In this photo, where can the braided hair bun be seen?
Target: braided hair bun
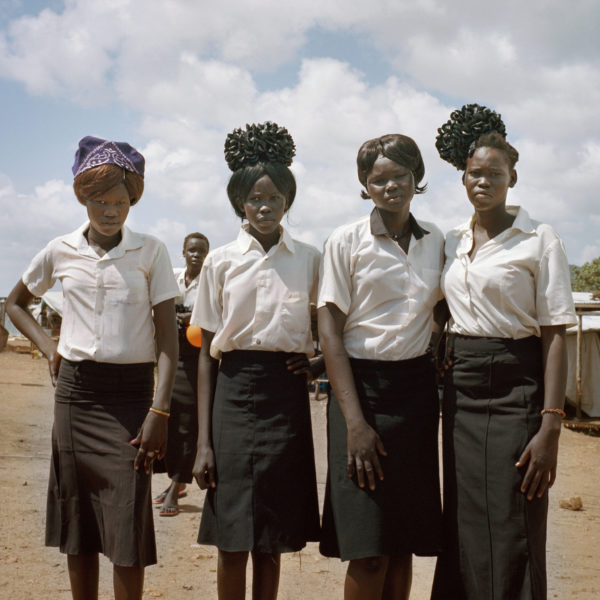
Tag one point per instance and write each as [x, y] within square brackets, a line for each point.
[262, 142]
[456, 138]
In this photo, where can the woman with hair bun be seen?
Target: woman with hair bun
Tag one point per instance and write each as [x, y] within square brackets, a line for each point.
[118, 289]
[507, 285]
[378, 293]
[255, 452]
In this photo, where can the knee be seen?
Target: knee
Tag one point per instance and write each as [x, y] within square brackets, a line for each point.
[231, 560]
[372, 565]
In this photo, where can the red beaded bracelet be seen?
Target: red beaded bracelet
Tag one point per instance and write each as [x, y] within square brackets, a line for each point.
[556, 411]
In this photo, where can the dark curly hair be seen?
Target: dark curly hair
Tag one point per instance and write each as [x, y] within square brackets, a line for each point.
■ ■ ■
▶ **PROBLEM**:
Looking at the records above, how many lines contain "where"? Only the number is needed.

▶ **OUTPUT OF THE EXERCISE**:
5